- _Given problem_:
Restate the material word for word and leave out anything that is a picture.

╭──

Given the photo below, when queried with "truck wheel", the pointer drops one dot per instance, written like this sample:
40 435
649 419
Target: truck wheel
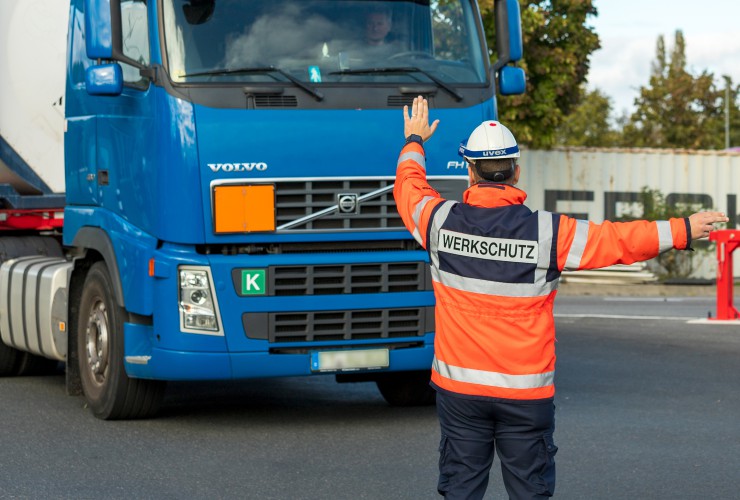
407 388
8 360
110 393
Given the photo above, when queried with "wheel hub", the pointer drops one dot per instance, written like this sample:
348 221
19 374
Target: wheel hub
96 341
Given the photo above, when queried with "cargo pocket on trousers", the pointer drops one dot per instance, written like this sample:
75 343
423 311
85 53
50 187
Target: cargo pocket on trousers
547 471
444 453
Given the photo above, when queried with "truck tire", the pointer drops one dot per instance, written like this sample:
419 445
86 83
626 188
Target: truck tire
407 388
109 392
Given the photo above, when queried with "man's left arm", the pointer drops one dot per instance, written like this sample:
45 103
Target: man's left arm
414 197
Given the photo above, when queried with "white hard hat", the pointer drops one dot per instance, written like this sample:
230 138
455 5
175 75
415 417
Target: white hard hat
489 140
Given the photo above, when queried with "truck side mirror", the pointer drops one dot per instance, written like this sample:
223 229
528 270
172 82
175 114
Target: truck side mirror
104 79
508 31
99 34
511 80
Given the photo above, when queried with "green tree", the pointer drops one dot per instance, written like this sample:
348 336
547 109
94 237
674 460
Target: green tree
589 123
676 109
557 46
734 110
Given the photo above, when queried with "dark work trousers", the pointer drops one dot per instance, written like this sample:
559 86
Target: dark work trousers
519 431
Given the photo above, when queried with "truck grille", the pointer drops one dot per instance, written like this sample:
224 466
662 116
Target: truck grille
318 326
385 277
349 278
300 199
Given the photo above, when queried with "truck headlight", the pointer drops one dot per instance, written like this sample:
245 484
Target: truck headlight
198 306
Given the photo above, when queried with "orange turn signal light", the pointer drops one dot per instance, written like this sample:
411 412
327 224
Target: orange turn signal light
243 209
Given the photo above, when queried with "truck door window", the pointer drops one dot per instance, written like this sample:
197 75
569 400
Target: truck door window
135 38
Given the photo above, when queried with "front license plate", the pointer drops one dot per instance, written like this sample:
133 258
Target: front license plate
355 359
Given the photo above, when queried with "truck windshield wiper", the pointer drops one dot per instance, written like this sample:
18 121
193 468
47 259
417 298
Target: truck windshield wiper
259 69
401 70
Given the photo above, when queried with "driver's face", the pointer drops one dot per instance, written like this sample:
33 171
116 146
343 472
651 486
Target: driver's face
377 26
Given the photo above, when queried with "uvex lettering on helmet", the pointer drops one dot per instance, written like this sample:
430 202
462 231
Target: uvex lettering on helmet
489 140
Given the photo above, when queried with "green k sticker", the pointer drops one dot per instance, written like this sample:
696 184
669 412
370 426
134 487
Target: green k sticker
253 282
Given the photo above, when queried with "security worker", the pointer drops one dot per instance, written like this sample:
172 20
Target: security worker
495 266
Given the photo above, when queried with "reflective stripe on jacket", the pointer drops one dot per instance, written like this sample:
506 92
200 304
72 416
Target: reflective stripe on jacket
496 266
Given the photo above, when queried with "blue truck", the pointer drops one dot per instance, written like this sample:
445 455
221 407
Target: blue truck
202 189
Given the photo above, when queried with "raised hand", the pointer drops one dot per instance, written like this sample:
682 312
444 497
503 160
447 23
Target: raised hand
418 122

╰──

- _Result_:
Given the photo below, when queried with "truck wheel", the pointer drops one dot per instance, written like this sample:
40 435
649 419
Target: truck wheel
407 388
8 360
110 393
Given the photo above, when queried with "wheel hub", the pointer drops one dot per instance, written like this sample:
348 221
19 374
Target: wheel hub
96 341
Given the photo above, when queried with "cargo pocket on trousers", the pointer drops one dot per instance, written like this sample:
75 343
423 311
85 53
50 187
Target: cargo pocket on trousers
547 471
444 453
Given the photo above, when queried with "truck tire", the pointer drops one dot per instance, written like this sample:
419 445
86 83
626 188
Target: truck tire
407 388
109 392
Given the photo above, when queried with "man's left arm", the pointer drops one dot per instance, written like this sample:
45 103
Target: man's left arm
414 197
Given the photo above, when queried with "white hard hat", the pointer drops one dot per instance, written like this sample:
230 138
455 5
175 75
415 417
Target: white hard hat
489 140
Given the photo above, when queried with "truck side mirror", the pointer drops one dot per instance, written like this sample:
223 229
528 270
172 82
175 114
Target: truck side mirror
104 79
508 31
99 34
511 80
Given the photo above, when queried with "green tree", the pointer drops one dot per instance, written like this sample:
348 336
547 109
94 237
674 460
Target: green tree
589 123
676 109
557 46
734 110
Given the photo above, when queried with "dark work trousers", the pointer drops one dot per instance, written like this sample:
559 86
Target: dark work trousers
519 431
Given the photo above, when queried with "truck grille", the pointer drops one dot per instance, written like this sample:
224 466
662 116
Target: truck grille
318 326
385 277
349 278
300 199
Given the photo above, when queried with "truck headlight", the pointer drops one dot per instance, written like this sample:
245 484
Target: truck headlight
198 306
Given the photo above, when queried with "orange turn signal light", the pointer drops one dot per instance, written like this sample:
411 412
327 224
Target: orange turn signal light
243 209
Given the photo above, when queried with "truck door window", the pointer drops one dot per instance, written like this sample:
197 75
569 400
Target: truck door window
135 38
Given the photo above, when queried with "front license plate", the pointer drops one dot per instance, written like this sample:
133 258
Target: front license plate
355 359
Given the photo above, when queried with "truck windshield wiper", the pointer drops one dot per instance, written like this sample:
18 121
193 468
47 259
417 298
Target: truck windshield wiper
259 69
401 70
Given the photo above, when queried with "driver's face", the pointer drops one dot per instance, written like this sample:
33 171
116 146
343 472
651 486
Target: driver's face
377 26
Given the photo above, when queried with "uvex lettering on helmet", the pointer drops one dot per instance, written like this sample:
430 202
462 231
Target: uvex lettering on helmet
489 140
Given the photo above, when queried with "green k sticker", the pointer drops one dot per instance, written like this sample:
696 184
669 412
370 426
134 487
Target: green k sticker
253 282
Given the photo above, when queried with "security worker", the pointer drops one dot per instance, written like this sample:
172 20
Target: security worker
495 266
Given the photo above, when queried with "reflective stripe on jacket", the pointer drops one dot per instance, written like this sample:
506 92
200 304
72 416
Target: reflective stripe on jacket
496 266
Given the photo above, when queried with "blue truck", the pointer drops one dot per instance, written like this sample:
445 455
221 407
Target: blue truck
202 189
Given the photo above, when queried with "raised hand", the pointer drops one dot per instance, written like this sample:
682 312
444 497
503 160
447 23
Target: raised hand
418 122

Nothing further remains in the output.